=== RECORDED DATA ===
....................

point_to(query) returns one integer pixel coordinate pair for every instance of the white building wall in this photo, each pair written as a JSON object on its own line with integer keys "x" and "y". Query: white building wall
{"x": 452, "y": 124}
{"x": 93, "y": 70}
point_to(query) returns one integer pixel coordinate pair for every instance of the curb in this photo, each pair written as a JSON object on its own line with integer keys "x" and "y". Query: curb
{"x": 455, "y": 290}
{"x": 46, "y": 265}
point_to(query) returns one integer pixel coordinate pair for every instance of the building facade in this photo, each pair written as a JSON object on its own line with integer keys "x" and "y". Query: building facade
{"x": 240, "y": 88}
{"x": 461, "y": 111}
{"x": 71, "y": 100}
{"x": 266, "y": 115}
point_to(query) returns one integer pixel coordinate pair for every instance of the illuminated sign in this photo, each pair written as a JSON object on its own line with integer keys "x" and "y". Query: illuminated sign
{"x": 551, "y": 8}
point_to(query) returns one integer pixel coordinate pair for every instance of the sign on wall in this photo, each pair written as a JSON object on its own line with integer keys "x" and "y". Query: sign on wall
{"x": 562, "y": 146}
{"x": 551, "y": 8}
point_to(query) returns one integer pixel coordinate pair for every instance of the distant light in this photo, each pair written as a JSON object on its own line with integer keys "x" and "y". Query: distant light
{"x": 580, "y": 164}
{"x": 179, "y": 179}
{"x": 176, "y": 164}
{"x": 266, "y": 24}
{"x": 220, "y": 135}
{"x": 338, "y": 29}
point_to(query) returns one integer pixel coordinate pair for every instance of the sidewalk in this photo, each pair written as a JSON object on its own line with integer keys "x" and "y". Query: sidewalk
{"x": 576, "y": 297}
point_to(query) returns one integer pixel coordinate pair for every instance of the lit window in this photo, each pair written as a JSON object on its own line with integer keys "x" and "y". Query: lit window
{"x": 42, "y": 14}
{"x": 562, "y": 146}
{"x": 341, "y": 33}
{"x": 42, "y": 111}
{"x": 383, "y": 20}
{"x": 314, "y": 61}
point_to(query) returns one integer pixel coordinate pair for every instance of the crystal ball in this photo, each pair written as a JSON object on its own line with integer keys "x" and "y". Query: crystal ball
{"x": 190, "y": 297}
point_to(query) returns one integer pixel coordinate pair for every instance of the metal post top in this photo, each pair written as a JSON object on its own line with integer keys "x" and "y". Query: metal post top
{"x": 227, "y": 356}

....................

Rewrite all of the data above, swapping in "location" for every occurrence of "coordinate pair" and leaving everything else as it is.

=== OUTPUT FOR THIS TASK ===
point_to(query) returns one integer pixel location for every instance of the white building wall in this photo, each pair written as a JSON object on its own line with integer keys "x" and "y". Query: white building wall
{"x": 452, "y": 124}
{"x": 93, "y": 70}
point_to(query) returns one integer pixel location for every instance of the curb in this photo, each pair written as a JSON object on its own line with integer keys "x" and "y". Query: curb
{"x": 455, "y": 290}
{"x": 46, "y": 265}
point_to(query) returns one integer pixel location for every instance of the building facade in this photo, each pair written as a JSON object on its own line with integer keys "x" and "y". Query: building facade
{"x": 240, "y": 88}
{"x": 461, "y": 111}
{"x": 71, "y": 100}
{"x": 266, "y": 115}
point_to(query) returns one integer pixel location for every instance of the illuminated sign in this photo, each pair written as a JSON object on its own line with integer keys "x" and "y". Query: illuminated sign
{"x": 551, "y": 8}
point_to(query) returns one integer pixel location for every instance of the sign on wall in this photo, each pair written as a JSON object on its own line with integer keys "x" and "y". Query: sign on wall
{"x": 562, "y": 146}
{"x": 551, "y": 8}
point_to(query) returns one integer pixel location for every instance of the distant light in this photo, each pair written as a JSON object on its own line with integer keys "x" and "y". Query: distant light
{"x": 580, "y": 164}
{"x": 179, "y": 179}
{"x": 176, "y": 164}
{"x": 266, "y": 24}
{"x": 220, "y": 135}
{"x": 338, "y": 29}
point_to(query) returns one integer pixel location for every instance of the sidewalk in this photo, each pair written as a JSON object on its own line with integer keys "x" and "y". Query: sidewalk
{"x": 576, "y": 297}
point_to(query) returns one integer pixel location for every instance of the lit window in this photo, each pair written as a JSON object on its own line with integer keys "x" and "y". Query: lit window
{"x": 42, "y": 14}
{"x": 562, "y": 146}
{"x": 341, "y": 33}
{"x": 42, "y": 111}
{"x": 383, "y": 20}
{"x": 314, "y": 61}
point_to(query) returns one integer pixel location for every instance of the crystal ball in this photo, each pair written as a JSON object on its own line with integer keys "x" and "y". Query: crystal ball
{"x": 190, "y": 297}
point_to(query) returns one integer pixel location for every instance of the metal post top in this photo, each pair written as a JSON object on its own line with integer keys "x" and "y". Query: metal post top
{"x": 227, "y": 356}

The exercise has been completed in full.